First we'll need to determine how we pass data into and receive data from our endpoint. Our data is currently stored as NumPy arrays in memory of our notebook instance. To send it in an HTTP POST request, we'll serialize it as a CSV string and then decode the resulting CSV.

*Note: For inference with CSV format, SageMaker XGBoost requires that the data does NOT include the target variable.*

We have a couple of options here , we can:
1. Loop over our test dataset and split it into mini batches and send that into the model
1. Or we could send the entire payload as is into the model. This is governed by the payload size which cannot exceed 6MB
1. Snce our payload is smaller we can use the entire batch as is to feed
1. This can be configured by the batch_size_to_run variable. For purpose of this lab we can keep it with a shorted value

In [None]:
# cell 14
test_x = pd.read_csv("./data_xgb/test_x.csv", names=[f"{i}" for i in range(58)])
test_y = pd.read_csv("./data_xgb/test_y.csv", names=["y"])
print(test_x.shape)
print(test_y.shape)

In [None]:
# cell 15
batch_size_to_run = 20
# - create a batch_size_to_run row Test data to be used for predictions -- .drop(test_x.columns[0], axis=1)
test_array = test_x.iloc[:batch_size_to_run, :].to_numpy()
y_array = test_y["y"].values[:batch_size_to_run]
test_array.shape # columns in this test data

In [None]:
# cell 16
# xgb_predictor.predict(test_array[0].tolist())
# xgb_predictor.predict(test_array.tolist())

predictions = xgb_predictor.predict(test_array)

In [None]:
# cell 17

print(len(predictions[0]))

Now we'll check our confusion matrix to see how well we predicted versus actuals.

In [None]:
# cell 18
# pd.crosstab(index=test_y['y'].values, columns=np.round(predictions), rownames=['actuals'], colnames=['predictions'])

_EXTRACTED ENTRIES:_
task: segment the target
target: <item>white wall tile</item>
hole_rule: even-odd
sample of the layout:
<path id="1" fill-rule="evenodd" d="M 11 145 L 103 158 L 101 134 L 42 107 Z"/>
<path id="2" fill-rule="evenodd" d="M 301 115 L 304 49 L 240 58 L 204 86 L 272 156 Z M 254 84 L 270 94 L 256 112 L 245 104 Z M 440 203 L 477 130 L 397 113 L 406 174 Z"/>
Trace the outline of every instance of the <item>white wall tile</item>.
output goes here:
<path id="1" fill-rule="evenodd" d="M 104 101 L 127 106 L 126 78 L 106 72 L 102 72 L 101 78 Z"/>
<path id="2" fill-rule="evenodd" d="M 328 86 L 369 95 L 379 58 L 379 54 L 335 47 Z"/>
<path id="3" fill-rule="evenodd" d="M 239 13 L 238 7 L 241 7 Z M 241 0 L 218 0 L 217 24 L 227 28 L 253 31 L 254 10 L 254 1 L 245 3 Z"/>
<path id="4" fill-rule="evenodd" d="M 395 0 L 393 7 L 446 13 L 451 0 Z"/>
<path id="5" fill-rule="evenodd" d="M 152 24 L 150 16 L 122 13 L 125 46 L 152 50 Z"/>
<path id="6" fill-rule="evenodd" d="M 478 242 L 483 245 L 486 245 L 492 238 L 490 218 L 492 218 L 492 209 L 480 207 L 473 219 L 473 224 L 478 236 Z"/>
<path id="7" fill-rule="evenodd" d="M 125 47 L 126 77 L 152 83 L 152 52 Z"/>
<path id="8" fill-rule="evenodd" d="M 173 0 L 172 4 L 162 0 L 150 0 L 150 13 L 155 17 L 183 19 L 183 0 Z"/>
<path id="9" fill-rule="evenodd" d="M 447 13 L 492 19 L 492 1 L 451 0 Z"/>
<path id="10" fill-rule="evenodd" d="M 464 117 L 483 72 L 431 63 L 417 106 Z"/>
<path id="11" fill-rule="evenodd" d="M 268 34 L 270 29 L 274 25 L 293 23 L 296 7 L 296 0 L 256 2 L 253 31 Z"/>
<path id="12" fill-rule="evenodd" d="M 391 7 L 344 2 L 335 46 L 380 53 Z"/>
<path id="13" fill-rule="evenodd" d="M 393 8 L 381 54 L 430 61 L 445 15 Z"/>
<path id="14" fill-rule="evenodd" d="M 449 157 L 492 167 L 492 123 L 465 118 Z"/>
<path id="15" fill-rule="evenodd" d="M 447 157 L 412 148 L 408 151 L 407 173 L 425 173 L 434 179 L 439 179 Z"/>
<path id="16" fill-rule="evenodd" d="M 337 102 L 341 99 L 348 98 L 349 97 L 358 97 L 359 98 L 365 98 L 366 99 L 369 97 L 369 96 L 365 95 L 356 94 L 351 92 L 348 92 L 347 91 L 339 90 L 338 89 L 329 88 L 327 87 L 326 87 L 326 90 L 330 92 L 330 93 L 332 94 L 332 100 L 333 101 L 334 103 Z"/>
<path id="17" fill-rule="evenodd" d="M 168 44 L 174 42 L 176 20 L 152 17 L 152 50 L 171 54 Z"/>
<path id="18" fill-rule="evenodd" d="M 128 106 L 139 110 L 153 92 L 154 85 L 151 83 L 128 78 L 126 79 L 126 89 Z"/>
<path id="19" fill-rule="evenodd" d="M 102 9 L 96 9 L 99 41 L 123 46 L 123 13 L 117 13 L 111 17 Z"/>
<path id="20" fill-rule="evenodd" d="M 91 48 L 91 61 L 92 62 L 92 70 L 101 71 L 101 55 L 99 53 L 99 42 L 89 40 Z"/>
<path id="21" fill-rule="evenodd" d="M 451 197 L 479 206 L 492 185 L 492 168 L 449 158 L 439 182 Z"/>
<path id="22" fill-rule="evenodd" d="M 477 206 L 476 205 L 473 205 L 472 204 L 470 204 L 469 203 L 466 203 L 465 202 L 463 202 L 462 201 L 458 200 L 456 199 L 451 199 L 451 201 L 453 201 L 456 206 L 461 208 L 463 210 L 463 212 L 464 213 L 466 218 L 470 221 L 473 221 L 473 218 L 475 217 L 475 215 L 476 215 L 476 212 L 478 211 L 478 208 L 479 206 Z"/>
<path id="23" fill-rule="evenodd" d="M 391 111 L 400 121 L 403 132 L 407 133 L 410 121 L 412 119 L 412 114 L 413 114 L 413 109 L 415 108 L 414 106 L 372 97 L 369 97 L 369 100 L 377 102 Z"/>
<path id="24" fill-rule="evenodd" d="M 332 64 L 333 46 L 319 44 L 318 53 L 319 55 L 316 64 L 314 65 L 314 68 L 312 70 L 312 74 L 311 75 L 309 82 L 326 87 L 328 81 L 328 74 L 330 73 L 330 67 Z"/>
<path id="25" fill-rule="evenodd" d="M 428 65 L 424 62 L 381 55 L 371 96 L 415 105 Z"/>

_SET TASK:_
Name every variable that gets a value in the code of the SageMaker XGBoost notebook excerpt above. Leave out anything that appears only in a comment.

_EXPECTED ANSWER:_
test_x, test_y, batch_size_to_run, test_array, y_array, predictions